| MATERIAL FOR THIS EXERCISE |
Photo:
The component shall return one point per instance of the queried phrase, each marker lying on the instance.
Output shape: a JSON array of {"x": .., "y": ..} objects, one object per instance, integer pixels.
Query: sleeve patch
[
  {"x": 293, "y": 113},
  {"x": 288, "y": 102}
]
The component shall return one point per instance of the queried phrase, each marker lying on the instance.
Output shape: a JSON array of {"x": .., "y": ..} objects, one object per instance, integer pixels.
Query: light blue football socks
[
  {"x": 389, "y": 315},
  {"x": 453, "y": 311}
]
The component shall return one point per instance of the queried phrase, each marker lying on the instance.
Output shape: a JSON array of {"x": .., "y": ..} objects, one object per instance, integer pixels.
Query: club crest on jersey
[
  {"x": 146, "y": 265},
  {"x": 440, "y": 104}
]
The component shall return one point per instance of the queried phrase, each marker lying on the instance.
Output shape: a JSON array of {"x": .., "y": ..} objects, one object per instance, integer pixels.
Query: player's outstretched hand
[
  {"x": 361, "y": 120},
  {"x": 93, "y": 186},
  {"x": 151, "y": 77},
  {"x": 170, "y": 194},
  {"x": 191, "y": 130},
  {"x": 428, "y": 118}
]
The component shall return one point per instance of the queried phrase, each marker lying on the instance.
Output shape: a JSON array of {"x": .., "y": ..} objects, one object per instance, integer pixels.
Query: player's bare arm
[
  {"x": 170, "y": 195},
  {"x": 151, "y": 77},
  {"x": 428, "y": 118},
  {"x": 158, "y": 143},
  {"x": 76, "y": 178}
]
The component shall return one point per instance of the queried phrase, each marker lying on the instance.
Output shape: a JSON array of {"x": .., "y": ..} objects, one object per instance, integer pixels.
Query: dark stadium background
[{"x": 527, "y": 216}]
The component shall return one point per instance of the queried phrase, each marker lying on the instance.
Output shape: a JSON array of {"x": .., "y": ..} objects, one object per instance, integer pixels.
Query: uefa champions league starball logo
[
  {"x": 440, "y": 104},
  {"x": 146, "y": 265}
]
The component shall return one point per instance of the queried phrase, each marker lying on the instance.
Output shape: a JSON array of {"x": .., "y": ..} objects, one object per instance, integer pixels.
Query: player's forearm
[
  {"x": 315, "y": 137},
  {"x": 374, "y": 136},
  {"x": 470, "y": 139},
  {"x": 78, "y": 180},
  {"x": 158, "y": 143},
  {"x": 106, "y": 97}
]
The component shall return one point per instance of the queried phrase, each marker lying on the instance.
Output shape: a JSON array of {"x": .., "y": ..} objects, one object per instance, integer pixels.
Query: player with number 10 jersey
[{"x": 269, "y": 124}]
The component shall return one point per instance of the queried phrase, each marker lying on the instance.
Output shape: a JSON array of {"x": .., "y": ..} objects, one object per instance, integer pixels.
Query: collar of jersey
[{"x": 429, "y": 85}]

| WORK REQUEST |
The records above are to be restated word for word, in full.

| TASK ANSWER |
Photo:
The component shall return one point per instance of the queried phrase, each marker lying on the instance.
Output shape: a JSON array of {"x": .., "y": ..} objects, one object per instance, integer pixels.
Query: sleeve patch
[
  {"x": 293, "y": 113},
  {"x": 288, "y": 102}
]
The component shall return one point per instance of the queried phrase, each marker lying on the instance.
Output shape: a JSON array of {"x": .., "y": ..} objects, one object per instance, integer pixels.
Query: light blue football socks
[
  {"x": 389, "y": 315},
  {"x": 453, "y": 311}
]
The component shall return one point per instance of the queried phrase, each marker lying on the instance.
Output shape: a JSON array of {"x": .., "y": ..} objects, one object per instance, integer pixels.
Query: club crest on jersey
[
  {"x": 146, "y": 265},
  {"x": 440, "y": 104}
]
The component shall return one point per instance of the queried phrase, each marker lying on the instance.
Output shape: a JSON array of {"x": .., "y": ..} objects, one object per instance, integer pixels.
Query: player's outstretched hand
[
  {"x": 361, "y": 120},
  {"x": 93, "y": 186},
  {"x": 151, "y": 77},
  {"x": 170, "y": 194},
  {"x": 191, "y": 130},
  {"x": 428, "y": 118}
]
The component shall return one point per instance of the queried phrase, each marker lying on the instance.
Output shape: a JSON array of {"x": .., "y": ..} objects, one object per instance, integer pixels.
Query: player's bare arm
[
  {"x": 170, "y": 195},
  {"x": 151, "y": 77},
  {"x": 428, "y": 118},
  {"x": 158, "y": 143},
  {"x": 76, "y": 178}
]
The component shall return one point per instance of the queried phrase, each marker lying on the instance.
Output shape: a JSON array of {"x": .., "y": ..} objects, one object per instance, integer pixels.
Query: dark stadium background
[{"x": 527, "y": 216}]
The component shall return one point per instance of the queried phrase, each marker lying on the instance.
Output shape: a JSON array of {"x": .., "y": ..} objects, one object per instance, integer pixels.
Query: uefa champions league starball logo
[
  {"x": 440, "y": 104},
  {"x": 146, "y": 265}
]
The component shall return one point per instance of the queried phrase, each marker lying on the instance.
Output shape: a JSON array of {"x": .., "y": ..} objects, one object per instance, integer pixels.
Query: player's forearm
[
  {"x": 315, "y": 137},
  {"x": 374, "y": 136},
  {"x": 470, "y": 139},
  {"x": 78, "y": 180},
  {"x": 158, "y": 143},
  {"x": 106, "y": 97}
]
The component shall return one point per instance of the queried phrase, each marker lying on the instance.
Output shape: a JSON array of {"x": .., "y": ..} objects, one object per instance, integer pixels.
Query: player with number 10 jersey
[{"x": 269, "y": 124}]
The component shall return one point per instance of the queried phrase, each marker lying on the instance.
Output shape: a JSON array of {"x": .., "y": ..} objects, one object per instance, integer pixels.
Query: collar of jersey
[{"x": 429, "y": 85}]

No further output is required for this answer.